SELECTED EXTRACT:
=-=-=-=-=

Wednesday, April 05, 2006

 

The Origin of Origin of the Species

Charles Darwin was not the first man to lay eyes on the Galapagos. Nor was he the first to puzzle over the strange plants and animals that populated that remote island chain.

So, why was he the first to use the observations he made during the voyage of the Beagle to construct the theory of evolution?

Not long before Darwin set sail on his five-year voyage of discovery aboard the Beagle, the Reverend John Henslow, Darwin's professor at Cambridge, recommended he take along Charles Lyell's Principles of Geology which argued, among other things, that the natural geological processes we observe today have operated throughout history. that change comes slowly over immense stretches of geologic time, and that natural laws are constant and eternal.

"I really think my books come half out of Lyell's brain," Darwin once said, "I see through his eyes."

Now we are learning that Henslow may have done much more to prepare Darwin for his great discovery than simply to recommend Lyell's book. Last fall, we linked to a story that Henslow used botanical specimens from around England to illustrate variability to his students.

"Henslow was not just identifying plants," says Dr Mark Whitehorn, a geneticist who collaborated with scientists from Cambridge University to show how Darwin's university mentor had set him on course to his revolutionary theory long before he sailed aboard the Beagle, "he was organising his herbarium to emphasise variation within species."

=-=-=-=-=

Records drawn from a dataset:
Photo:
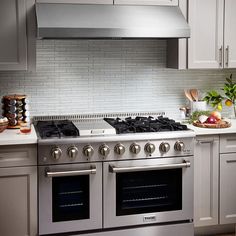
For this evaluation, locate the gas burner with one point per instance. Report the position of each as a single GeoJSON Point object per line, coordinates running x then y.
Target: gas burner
{"type": "Point", "coordinates": [57, 129]}
{"type": "Point", "coordinates": [145, 124]}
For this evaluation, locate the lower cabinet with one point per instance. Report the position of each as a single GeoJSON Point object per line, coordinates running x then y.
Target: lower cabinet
{"type": "Point", "coordinates": [18, 190]}
{"type": "Point", "coordinates": [206, 179]}
{"type": "Point", "coordinates": [18, 201]}
{"type": "Point", "coordinates": [214, 180]}
{"type": "Point", "coordinates": [228, 188]}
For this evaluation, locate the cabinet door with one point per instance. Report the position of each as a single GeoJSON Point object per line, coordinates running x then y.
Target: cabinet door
{"type": "Point", "coordinates": [205, 46]}
{"type": "Point", "coordinates": [228, 188]}
{"type": "Point", "coordinates": [147, 2]}
{"type": "Point", "coordinates": [230, 34]}
{"type": "Point", "coordinates": [77, 1]}
{"type": "Point", "coordinates": [206, 163]}
{"type": "Point", "coordinates": [13, 40]}
{"type": "Point", "coordinates": [18, 201]}
{"type": "Point", "coordinates": [177, 48]}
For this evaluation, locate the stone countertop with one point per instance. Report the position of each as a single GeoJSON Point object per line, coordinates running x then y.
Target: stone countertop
{"type": "Point", "coordinates": [14, 137]}
{"type": "Point", "coordinates": [209, 131]}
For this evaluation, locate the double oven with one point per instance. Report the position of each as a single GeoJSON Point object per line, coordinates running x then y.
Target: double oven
{"type": "Point", "coordinates": [105, 195]}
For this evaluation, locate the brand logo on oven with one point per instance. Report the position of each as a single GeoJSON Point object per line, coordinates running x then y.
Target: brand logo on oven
{"type": "Point", "coordinates": [149, 218]}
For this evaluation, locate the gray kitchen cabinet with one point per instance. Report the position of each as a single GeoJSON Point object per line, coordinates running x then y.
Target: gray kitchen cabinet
{"type": "Point", "coordinates": [147, 2]}
{"type": "Point", "coordinates": [16, 47]}
{"type": "Point", "coordinates": [77, 1]}
{"type": "Point", "coordinates": [228, 188]}
{"type": "Point", "coordinates": [227, 179]}
{"type": "Point", "coordinates": [177, 48]}
{"type": "Point", "coordinates": [206, 179]}
{"type": "Point", "coordinates": [18, 195]}
{"type": "Point", "coordinates": [213, 39]}
{"type": "Point", "coordinates": [230, 34]}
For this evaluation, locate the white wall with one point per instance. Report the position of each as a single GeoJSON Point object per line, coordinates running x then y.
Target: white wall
{"type": "Point", "coordinates": [86, 76]}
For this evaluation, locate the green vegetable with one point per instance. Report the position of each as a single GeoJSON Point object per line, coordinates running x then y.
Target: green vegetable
{"type": "Point", "coordinates": [196, 114]}
{"type": "Point", "coordinates": [215, 99]}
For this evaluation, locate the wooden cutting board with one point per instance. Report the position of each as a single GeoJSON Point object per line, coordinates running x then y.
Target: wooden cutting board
{"type": "Point", "coordinates": [219, 125]}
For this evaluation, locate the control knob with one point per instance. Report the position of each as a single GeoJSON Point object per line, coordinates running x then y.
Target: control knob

=-=-=-=-=

REQUIRED WORK:
1 - Name every person mentioned by name in the passage on the origins of Darwin's theory of evolution.
2 - Pick up the passage on the origins of Darwin's theory of evolution after its final sentence and carry it forward.

EXPECTED OUTPUTS:
1 - Charles Darwin, John Henslow, Charles Lyell, Mark Whitehorn

2 -
For 160 years it was believed Darwin's interest in variation arose aboard the Beagle when he arrived at the Galapagos Islands.

"What we believe happened is Henslow sent Darwin off on the Beagle saying 'go and see if this happens across the world'. Darwin sent almost all of the samples he collected while on the Beagle to Henslow.

" We believe Henslow launched Darwin's mind during those undergraduate days on an intellectual voyage that led from a belief in species stability to the mutability expressed in Origin of Species."

Now, there's a new report on this research from Jeremy Kirk of IDG News Service that Henslow's herbarium, consisting of 3,500 sheets with more than 10,000 dried plant samples, which Henslow carefully documented with each samples' origin, quantity, date collected, and species, among other data, has been entered into a Microsoft SQL database.

Kirk reports that a striking conclusion became evident. "The concept of variation -- meaning differences within members of a species necessary for survival as a whole -- was observed first by Henslow," according to Whitehorn.

"What is now very clear to us is that Henslow started studying this variation quite systematically in about the 1820s," Whitehorn said. "He actually trained Darwin to observe variations between the species."